* _Data for processing_
-=-=-=-=-
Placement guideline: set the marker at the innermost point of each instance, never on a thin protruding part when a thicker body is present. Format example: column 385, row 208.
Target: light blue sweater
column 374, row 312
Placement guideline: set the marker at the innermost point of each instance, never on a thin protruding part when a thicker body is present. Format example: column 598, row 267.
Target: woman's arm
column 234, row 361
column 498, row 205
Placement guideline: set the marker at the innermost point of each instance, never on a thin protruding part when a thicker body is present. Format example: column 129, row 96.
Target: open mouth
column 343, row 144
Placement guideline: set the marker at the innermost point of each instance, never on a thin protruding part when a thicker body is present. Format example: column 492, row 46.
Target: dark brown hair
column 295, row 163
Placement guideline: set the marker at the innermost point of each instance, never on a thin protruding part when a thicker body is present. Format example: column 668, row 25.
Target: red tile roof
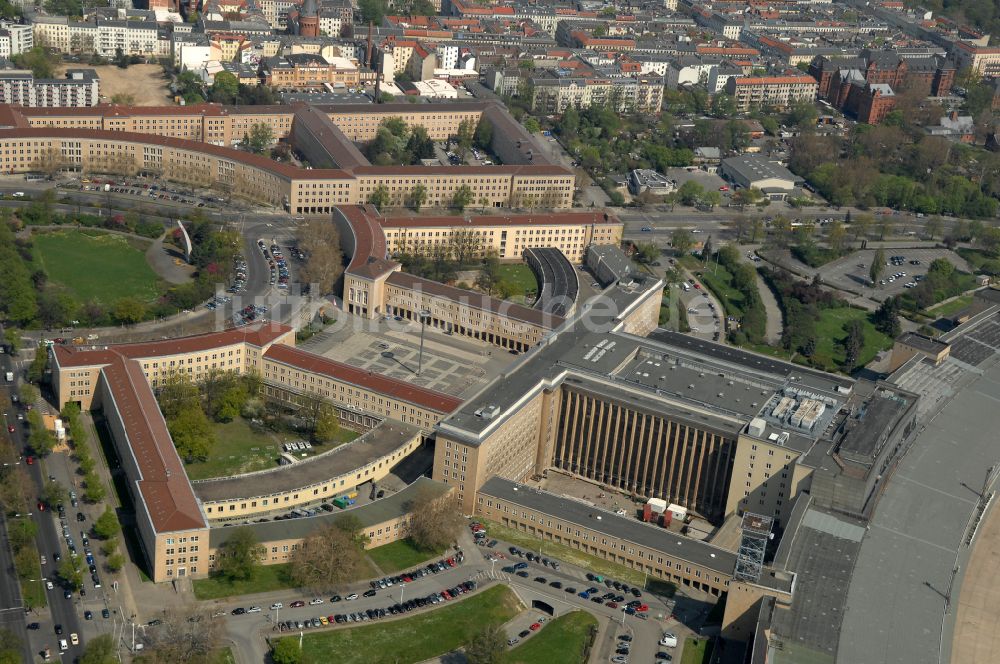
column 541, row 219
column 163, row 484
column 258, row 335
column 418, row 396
-=-=-=-=-
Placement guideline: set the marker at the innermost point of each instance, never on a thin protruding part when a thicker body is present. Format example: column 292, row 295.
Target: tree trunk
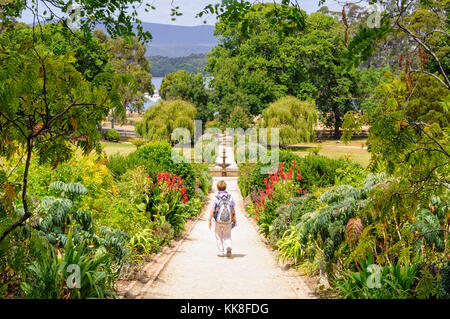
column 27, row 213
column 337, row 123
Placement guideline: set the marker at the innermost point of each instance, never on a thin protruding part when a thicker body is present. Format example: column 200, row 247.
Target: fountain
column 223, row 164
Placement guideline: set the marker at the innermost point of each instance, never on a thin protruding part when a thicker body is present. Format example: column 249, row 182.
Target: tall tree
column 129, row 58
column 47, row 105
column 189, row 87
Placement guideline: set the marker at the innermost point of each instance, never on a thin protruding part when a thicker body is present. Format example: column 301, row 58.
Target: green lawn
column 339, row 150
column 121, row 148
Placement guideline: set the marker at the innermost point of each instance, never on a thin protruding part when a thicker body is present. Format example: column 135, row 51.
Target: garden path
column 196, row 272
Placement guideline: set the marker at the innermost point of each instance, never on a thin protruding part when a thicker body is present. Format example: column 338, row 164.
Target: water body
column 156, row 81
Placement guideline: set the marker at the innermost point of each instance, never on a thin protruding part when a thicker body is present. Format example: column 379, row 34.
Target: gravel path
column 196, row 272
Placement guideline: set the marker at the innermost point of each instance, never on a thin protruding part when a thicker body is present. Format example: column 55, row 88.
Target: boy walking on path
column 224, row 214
-=-=-=-=-
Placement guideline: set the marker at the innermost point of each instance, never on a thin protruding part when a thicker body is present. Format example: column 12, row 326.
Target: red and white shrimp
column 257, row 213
-=-=-=-=-
* _Task prompt_
Copy the records again, starting at the line that has "385, row 208." and ending after the line that has "column 418, row 396", with "pin" substituted for "marker" throughout and nothing else changed. Omit the pictures from your copy.

* _The answer_
Placement guideline: set the pin at the innermost point of each instance, never on a thin protruding part when a thicker body is present. Format example: column 385, row 208.
Target: light blue sweater
column 374, row 312
Placement guideline: set the pin at the innermost point of each instance, never on a thin protruding part when a thicker body is present. Format example: column 598, row 267.
Target: woman's arm
column 234, row 361
column 498, row 205
Placement guideline: set the pin at the innermost point of each instance, never on a thin protruding part when a thicker body is present. Format example: column 129, row 96.
Target: open mouth
column 343, row 144
Placement guideline: set the pin at the innermost point of each instance, never on a thin protruding part when a thicker body is present. Format example: column 492, row 46.
Target: dark brown hair
column 295, row 163
Placement guideline: set the pin at the innermost point of each instance, never on a thin protruding part when a thicker body is present. Format example: column 668, row 25.
Target: red tile roof
column 541, row 219
column 163, row 484
column 258, row 335
column 418, row 396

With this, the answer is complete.